JOB → The lines to be set down run from the line containing "the yellow flower" through the final line of the data below; print them exactly and print nothing else.

DATASET CONTENT →
********************
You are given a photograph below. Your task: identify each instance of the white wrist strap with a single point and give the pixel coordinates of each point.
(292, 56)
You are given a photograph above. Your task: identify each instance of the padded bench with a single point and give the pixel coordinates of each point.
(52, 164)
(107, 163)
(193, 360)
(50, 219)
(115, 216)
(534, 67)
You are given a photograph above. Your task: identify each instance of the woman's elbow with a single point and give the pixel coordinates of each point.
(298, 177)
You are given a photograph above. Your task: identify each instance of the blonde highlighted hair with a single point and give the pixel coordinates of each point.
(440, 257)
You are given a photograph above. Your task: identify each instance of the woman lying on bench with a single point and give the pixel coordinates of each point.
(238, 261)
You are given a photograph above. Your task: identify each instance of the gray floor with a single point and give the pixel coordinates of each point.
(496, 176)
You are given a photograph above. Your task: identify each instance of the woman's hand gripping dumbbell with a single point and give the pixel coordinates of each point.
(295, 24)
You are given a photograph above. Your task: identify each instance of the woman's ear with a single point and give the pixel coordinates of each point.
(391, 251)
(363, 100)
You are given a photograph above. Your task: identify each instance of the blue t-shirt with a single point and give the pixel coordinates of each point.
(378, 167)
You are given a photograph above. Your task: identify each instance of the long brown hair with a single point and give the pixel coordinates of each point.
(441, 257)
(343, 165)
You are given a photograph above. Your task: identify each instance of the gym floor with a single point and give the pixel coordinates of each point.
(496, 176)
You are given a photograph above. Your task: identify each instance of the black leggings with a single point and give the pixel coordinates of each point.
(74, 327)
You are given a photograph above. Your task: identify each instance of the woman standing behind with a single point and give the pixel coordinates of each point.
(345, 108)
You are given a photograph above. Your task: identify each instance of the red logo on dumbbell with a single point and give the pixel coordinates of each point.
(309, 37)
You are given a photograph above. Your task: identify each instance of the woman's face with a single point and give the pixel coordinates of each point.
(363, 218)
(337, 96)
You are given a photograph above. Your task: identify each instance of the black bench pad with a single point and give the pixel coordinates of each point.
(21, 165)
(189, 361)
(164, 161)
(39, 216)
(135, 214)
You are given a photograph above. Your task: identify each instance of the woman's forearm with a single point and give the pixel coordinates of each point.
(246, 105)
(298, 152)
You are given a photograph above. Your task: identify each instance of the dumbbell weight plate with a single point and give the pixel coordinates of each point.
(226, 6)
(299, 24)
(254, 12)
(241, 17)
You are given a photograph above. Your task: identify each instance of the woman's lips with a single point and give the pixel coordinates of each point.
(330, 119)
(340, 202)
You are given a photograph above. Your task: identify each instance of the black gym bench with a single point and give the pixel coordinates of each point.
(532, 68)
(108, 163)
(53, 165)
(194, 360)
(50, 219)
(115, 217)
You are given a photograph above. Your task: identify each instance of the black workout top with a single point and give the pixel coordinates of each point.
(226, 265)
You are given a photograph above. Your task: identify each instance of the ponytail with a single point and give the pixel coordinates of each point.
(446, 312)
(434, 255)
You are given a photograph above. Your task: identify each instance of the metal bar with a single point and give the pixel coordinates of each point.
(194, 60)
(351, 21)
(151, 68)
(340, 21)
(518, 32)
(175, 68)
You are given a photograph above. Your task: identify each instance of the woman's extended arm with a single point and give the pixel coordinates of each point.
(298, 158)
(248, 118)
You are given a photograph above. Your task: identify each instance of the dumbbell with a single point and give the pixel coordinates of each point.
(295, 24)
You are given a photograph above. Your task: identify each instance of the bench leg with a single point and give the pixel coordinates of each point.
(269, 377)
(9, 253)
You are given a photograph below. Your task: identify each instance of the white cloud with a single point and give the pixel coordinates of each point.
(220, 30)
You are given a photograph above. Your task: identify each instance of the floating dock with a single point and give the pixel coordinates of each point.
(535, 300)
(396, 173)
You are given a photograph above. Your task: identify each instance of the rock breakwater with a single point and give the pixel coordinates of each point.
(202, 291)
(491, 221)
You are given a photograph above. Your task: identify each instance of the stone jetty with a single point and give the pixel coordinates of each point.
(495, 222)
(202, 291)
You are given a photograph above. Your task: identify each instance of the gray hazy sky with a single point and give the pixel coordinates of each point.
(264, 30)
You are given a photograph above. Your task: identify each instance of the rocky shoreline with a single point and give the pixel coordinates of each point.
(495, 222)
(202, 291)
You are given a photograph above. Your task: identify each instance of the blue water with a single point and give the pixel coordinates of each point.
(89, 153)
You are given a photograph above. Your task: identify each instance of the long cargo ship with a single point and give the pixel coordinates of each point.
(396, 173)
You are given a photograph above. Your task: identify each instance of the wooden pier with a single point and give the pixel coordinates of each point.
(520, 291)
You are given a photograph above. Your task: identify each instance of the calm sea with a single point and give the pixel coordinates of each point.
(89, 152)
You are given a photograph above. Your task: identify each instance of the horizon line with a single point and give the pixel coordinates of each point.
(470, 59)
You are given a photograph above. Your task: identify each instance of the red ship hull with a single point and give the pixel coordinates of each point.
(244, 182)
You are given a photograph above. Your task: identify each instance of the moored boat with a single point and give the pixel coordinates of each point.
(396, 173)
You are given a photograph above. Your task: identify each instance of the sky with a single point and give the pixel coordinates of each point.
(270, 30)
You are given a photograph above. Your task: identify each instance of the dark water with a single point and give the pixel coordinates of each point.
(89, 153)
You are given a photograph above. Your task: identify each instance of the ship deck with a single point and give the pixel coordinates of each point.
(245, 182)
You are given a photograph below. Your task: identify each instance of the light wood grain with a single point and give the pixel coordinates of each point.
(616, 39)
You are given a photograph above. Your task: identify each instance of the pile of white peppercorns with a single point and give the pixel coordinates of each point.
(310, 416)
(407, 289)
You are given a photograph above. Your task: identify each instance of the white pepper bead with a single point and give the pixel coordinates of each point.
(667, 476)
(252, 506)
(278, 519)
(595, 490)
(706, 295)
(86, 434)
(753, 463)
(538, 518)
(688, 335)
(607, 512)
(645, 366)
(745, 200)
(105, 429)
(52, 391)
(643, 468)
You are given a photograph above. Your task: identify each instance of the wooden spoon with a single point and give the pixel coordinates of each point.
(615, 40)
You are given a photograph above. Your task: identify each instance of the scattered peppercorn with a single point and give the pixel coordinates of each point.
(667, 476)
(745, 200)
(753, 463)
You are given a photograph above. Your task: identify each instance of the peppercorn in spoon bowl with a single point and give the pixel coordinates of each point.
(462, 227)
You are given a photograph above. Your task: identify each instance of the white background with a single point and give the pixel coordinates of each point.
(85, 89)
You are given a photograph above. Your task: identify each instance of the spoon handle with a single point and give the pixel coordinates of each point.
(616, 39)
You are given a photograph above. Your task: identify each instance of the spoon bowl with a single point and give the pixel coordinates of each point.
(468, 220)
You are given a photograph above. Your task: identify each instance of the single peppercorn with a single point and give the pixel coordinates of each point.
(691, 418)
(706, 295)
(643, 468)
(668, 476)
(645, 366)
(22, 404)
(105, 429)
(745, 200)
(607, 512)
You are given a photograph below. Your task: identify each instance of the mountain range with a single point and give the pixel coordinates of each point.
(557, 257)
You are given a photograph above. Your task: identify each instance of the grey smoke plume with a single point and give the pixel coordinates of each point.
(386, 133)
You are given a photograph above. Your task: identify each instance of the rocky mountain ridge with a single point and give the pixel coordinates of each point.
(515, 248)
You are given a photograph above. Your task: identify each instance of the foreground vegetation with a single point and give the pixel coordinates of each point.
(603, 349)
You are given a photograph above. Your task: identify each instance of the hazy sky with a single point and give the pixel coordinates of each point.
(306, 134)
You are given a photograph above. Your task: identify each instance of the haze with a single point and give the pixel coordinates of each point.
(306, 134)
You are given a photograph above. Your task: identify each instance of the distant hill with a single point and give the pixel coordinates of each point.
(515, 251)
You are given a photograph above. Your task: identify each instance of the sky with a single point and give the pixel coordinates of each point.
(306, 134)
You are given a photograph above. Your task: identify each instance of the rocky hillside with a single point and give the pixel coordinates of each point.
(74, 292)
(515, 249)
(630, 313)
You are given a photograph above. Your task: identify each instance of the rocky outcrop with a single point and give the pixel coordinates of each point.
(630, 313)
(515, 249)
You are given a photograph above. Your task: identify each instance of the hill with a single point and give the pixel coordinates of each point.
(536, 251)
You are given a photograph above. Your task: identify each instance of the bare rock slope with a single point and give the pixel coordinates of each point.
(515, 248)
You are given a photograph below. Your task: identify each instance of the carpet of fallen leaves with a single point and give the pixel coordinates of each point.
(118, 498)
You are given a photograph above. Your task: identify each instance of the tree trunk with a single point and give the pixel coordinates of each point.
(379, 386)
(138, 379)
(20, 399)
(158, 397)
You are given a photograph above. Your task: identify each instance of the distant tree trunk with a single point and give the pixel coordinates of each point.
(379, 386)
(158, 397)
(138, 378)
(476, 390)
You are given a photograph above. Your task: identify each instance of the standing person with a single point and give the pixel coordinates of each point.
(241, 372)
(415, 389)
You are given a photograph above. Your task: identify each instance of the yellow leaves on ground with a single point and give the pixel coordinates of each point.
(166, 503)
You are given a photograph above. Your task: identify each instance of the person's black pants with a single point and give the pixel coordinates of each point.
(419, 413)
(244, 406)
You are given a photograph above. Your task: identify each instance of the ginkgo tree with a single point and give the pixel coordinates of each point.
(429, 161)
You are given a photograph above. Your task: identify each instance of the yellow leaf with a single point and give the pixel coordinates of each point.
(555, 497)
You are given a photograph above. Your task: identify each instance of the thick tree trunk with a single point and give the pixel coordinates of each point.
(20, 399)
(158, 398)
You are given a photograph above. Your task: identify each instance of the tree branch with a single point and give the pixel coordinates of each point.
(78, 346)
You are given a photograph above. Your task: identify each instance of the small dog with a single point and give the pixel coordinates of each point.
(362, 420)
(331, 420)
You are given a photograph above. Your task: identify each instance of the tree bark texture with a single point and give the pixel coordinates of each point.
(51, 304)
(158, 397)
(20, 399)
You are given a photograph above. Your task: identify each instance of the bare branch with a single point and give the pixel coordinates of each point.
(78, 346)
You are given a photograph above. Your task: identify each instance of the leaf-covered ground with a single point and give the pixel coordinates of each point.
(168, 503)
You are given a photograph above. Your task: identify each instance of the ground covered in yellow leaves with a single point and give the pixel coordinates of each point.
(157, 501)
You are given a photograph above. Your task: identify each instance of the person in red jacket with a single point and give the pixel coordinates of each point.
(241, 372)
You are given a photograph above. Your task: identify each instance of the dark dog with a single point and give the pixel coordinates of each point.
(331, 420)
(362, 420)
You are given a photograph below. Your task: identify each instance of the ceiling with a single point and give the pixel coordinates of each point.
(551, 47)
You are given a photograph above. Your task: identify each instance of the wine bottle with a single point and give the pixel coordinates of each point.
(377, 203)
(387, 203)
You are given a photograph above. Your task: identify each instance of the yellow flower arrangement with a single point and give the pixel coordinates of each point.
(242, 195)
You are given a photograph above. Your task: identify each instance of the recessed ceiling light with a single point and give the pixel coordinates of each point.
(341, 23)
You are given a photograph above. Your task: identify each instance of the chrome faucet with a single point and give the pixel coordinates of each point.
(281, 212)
********************
THE RESULT →
You are given a photograph above. Your task: identify each instance of the yellow flower arrangement with a single point and give the pixel coordinates of each point.
(242, 195)
You are given a photograph above. Your task: identify each instance of the recessed ceiling light with a single point and give the pixel coordinates of each point.
(341, 23)
You are given a photograph above. Your task: identify each instance of the chrome faucet with a single point and give the pixel coordinates of each point.
(281, 212)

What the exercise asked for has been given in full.